→ **目的**: 「hedge in this photo.」を含む行から最後の行までを、両端の行も含めて一字一句そのまま書き出してください。

→ **使う行**:
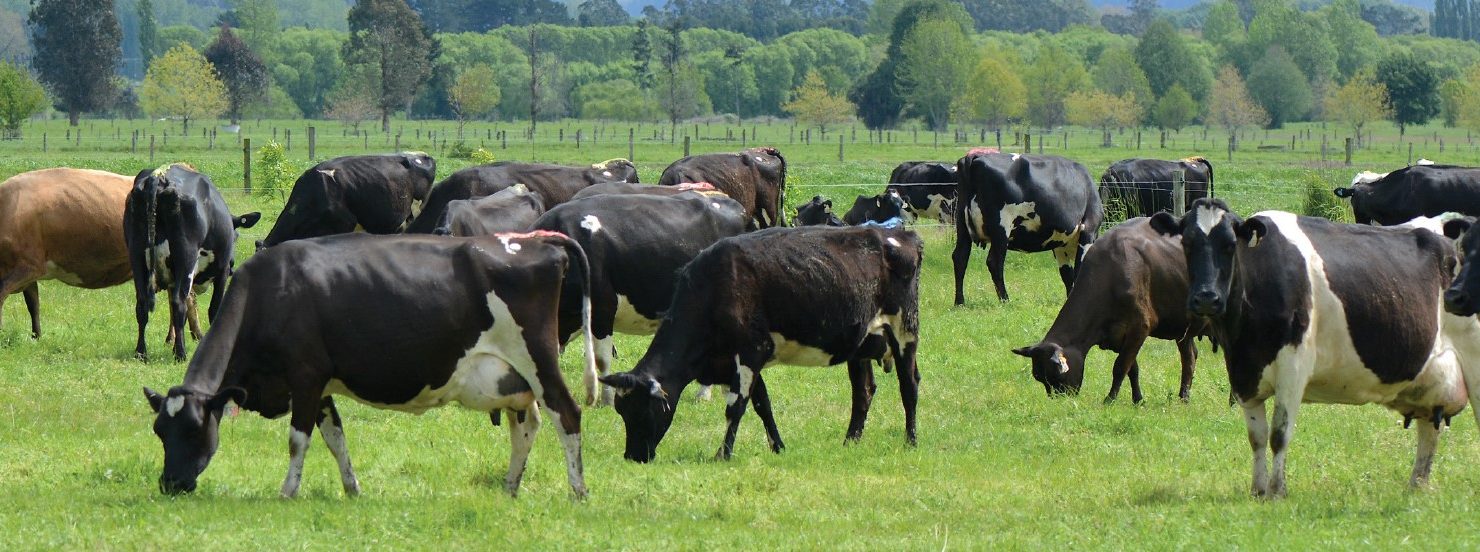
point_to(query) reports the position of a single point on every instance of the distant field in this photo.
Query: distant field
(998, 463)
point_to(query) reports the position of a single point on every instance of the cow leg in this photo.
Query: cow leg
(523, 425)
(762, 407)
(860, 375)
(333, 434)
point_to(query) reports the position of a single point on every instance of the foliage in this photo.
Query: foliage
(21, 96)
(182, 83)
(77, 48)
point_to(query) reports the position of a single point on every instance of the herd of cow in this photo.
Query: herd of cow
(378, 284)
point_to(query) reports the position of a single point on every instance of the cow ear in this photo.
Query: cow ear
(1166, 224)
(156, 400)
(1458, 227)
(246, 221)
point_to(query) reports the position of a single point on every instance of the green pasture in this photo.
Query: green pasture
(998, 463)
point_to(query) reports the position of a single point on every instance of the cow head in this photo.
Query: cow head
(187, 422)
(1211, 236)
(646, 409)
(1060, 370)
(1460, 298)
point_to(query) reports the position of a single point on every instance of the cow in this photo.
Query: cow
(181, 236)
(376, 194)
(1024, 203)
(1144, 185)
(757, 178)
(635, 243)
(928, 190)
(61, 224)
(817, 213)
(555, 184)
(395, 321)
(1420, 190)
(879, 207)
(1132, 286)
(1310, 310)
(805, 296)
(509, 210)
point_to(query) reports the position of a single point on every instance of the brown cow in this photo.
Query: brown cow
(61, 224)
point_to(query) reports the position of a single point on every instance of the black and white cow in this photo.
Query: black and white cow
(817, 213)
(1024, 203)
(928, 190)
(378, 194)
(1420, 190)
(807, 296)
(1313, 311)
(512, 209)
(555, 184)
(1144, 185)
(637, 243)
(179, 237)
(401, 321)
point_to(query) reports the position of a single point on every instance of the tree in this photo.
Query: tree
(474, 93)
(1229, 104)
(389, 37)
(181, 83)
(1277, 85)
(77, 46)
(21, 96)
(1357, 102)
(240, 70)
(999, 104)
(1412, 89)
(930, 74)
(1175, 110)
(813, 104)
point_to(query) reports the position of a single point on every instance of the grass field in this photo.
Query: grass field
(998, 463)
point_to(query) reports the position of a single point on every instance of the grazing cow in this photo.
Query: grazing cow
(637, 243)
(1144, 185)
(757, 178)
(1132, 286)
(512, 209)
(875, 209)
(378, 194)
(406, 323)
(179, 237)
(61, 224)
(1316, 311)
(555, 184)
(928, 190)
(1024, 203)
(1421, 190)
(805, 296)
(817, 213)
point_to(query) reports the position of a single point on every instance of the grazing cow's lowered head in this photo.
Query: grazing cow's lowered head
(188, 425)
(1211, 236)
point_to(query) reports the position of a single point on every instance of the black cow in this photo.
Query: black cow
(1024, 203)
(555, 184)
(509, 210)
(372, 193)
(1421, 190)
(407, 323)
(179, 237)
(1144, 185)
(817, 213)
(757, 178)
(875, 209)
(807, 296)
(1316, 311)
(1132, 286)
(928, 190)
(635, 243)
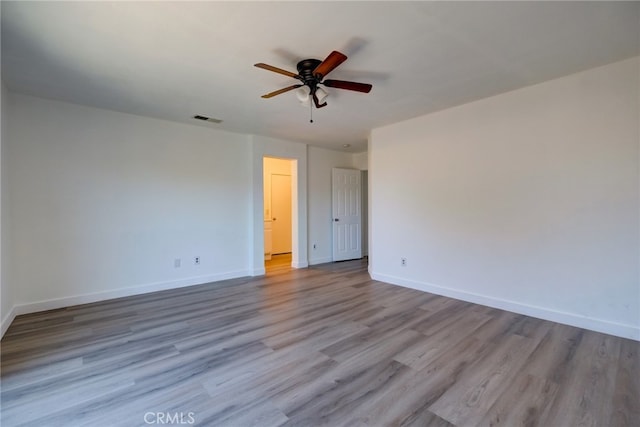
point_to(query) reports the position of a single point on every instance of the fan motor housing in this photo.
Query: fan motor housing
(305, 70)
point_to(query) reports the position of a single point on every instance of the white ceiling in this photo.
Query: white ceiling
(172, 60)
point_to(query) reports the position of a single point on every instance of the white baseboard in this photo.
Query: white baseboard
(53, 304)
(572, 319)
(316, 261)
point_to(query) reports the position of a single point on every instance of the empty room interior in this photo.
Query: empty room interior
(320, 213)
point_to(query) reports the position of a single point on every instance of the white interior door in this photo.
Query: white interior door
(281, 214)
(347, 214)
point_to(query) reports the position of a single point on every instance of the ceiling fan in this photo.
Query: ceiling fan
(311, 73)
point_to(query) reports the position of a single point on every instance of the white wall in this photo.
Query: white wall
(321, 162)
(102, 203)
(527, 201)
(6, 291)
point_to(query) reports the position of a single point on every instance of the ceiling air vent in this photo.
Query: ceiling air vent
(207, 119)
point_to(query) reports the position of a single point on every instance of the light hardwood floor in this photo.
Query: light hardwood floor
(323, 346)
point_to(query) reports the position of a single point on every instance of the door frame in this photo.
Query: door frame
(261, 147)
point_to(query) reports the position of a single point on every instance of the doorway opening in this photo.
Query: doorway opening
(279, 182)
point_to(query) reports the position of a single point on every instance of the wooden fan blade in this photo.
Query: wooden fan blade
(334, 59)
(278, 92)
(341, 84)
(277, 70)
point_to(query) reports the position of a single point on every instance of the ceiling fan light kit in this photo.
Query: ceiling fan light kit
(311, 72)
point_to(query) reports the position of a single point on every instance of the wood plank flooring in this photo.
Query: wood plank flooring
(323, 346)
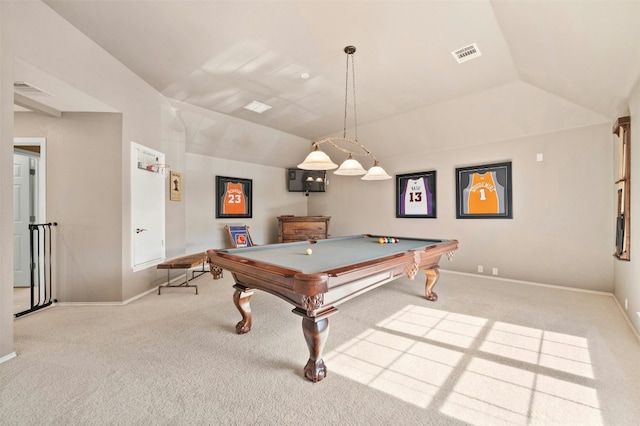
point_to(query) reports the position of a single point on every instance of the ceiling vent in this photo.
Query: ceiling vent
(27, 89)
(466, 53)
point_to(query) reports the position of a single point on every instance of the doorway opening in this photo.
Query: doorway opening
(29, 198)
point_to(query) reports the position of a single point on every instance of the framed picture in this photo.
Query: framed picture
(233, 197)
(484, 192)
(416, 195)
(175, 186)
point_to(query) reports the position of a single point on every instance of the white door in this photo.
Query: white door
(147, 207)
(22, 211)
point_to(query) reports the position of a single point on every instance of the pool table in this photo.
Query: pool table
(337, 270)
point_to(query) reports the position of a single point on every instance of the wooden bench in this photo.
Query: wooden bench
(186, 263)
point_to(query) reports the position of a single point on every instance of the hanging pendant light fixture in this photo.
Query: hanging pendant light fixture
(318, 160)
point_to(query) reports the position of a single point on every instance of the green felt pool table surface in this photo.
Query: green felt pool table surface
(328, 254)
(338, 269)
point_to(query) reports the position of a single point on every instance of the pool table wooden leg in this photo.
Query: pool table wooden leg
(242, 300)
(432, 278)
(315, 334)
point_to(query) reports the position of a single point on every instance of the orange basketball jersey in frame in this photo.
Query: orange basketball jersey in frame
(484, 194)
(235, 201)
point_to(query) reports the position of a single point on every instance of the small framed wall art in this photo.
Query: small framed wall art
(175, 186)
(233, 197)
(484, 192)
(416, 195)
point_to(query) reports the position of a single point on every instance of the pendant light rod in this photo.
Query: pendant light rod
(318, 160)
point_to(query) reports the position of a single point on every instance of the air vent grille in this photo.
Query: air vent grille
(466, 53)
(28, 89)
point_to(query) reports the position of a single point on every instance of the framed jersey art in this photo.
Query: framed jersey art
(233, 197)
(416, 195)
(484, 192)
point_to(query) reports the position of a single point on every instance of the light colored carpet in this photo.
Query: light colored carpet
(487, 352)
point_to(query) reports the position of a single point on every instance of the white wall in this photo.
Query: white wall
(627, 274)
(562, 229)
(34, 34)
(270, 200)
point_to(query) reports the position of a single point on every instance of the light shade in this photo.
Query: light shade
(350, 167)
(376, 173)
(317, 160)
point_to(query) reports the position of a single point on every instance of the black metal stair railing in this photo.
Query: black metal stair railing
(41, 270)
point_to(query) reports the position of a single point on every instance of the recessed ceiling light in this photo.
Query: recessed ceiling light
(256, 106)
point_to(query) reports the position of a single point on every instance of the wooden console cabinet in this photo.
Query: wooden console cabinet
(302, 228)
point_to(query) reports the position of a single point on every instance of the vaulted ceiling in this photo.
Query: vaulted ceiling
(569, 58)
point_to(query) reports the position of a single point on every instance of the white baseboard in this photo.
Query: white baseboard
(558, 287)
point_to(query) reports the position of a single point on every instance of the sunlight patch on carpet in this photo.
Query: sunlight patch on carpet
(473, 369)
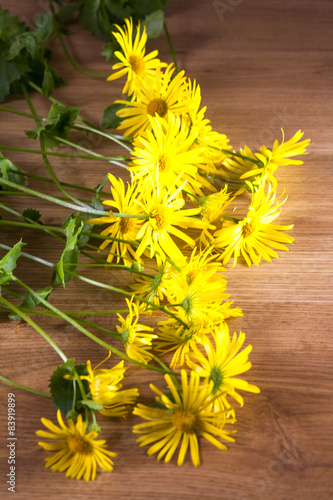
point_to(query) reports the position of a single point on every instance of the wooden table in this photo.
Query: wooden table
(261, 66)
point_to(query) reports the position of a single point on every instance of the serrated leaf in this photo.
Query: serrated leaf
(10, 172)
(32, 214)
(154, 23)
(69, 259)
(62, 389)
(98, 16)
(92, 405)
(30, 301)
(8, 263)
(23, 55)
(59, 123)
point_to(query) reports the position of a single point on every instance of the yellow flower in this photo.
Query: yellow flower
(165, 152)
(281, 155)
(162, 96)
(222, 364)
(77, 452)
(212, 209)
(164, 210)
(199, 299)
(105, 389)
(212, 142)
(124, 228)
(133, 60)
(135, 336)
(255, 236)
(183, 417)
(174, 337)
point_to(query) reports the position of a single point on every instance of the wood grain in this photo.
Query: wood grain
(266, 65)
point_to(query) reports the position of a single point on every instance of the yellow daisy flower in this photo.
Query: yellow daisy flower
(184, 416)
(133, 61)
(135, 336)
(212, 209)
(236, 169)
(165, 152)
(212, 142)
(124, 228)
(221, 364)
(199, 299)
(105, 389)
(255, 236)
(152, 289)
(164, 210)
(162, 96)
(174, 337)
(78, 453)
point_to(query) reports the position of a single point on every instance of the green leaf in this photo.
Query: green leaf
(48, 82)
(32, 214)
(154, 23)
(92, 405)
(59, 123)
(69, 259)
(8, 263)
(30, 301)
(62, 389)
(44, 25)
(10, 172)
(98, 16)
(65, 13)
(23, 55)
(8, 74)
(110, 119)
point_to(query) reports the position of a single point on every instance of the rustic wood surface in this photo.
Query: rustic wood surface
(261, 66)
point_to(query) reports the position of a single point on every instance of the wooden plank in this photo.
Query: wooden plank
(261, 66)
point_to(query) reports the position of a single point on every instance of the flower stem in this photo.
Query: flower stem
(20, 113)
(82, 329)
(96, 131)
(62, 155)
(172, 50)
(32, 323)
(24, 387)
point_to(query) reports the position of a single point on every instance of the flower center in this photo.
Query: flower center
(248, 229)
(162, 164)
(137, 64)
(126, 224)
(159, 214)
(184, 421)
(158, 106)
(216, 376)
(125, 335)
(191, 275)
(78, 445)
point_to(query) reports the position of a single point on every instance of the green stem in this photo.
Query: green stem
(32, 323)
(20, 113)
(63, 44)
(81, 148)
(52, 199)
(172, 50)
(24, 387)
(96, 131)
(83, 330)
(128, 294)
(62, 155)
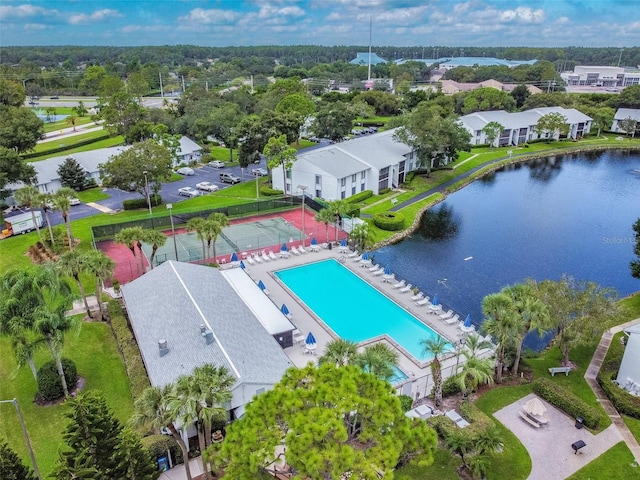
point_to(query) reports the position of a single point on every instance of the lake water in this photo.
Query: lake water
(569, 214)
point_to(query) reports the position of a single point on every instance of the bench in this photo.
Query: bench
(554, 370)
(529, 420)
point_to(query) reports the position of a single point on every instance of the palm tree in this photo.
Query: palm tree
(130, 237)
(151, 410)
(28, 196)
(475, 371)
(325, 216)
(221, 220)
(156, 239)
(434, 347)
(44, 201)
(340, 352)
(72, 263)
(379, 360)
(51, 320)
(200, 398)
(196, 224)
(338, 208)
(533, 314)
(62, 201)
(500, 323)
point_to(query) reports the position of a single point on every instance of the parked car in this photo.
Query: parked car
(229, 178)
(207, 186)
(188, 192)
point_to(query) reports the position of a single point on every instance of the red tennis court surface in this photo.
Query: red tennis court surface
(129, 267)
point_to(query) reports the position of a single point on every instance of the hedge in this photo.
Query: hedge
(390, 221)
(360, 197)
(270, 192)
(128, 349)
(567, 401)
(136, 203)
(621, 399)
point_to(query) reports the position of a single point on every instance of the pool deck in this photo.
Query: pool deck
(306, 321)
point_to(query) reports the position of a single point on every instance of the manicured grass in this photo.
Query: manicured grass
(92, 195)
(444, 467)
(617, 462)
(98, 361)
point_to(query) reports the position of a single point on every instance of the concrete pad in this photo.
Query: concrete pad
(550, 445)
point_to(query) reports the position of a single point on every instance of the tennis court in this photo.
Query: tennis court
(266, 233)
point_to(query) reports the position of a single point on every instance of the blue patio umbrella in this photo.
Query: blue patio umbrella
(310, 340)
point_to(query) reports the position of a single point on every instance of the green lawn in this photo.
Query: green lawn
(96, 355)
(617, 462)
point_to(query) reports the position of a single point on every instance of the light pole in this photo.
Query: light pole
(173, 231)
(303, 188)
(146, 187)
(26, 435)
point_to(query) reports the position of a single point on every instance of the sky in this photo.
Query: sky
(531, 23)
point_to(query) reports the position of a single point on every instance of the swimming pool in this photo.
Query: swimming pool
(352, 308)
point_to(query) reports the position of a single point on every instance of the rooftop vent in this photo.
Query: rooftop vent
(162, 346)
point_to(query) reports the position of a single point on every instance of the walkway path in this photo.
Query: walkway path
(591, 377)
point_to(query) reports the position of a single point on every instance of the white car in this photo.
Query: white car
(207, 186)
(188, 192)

→ **解答**:
point_to(query) reports the position of a single point on every instance of the hedge in this photo.
Query: hedge
(390, 221)
(360, 197)
(270, 192)
(128, 349)
(567, 401)
(136, 203)
(621, 399)
point_to(query) reports the position of a single point on every instance of the pool deck in this photo.
Query: pool deck
(306, 321)
point_to(query) reports the position of a single point on every instance of the manicured grass in this photo.
Query: manicured grass
(92, 195)
(444, 467)
(617, 462)
(98, 361)
point_to(query) reports the position of a single point on every instance of the concrete pad in this photo.
Query: concrete pad
(550, 445)
point_to(query) reports the position of a single point on every instance of the tennis court in this photo.
Query: tennis court
(266, 233)
point_to(query) reports the position of a single point on every instance of the blue patio umbrella in this photo.
Query: blue patio umbrella
(310, 340)
point_to(query) reports the position of a single point on every instance of the green lawn in this photo.
Query: green lawn
(96, 355)
(617, 462)
point_to(query) reports the position of a single point on every instance of the light pole in this photo.
Query: light pole
(173, 231)
(303, 188)
(146, 187)
(26, 435)
point_to(query) reports the position of a single point on every instance of the sky in this photo.
Query: sky
(531, 23)
point_to(query) reports the position of a single point on every instance of the swimming pool in this photo.
Query: swimming pool
(352, 308)
point_to(query) reports the position of a single point on every instance of the rooftop vent in this photo.
Query: rooftop vent
(162, 346)
point_to(query) reports the position of a single point on every instance of the walkway path in this photo.
Query: walkway path
(591, 377)
point_to(query) reports the position of a single point on every instance of the white car in this photo.
Query: white car
(207, 186)
(188, 192)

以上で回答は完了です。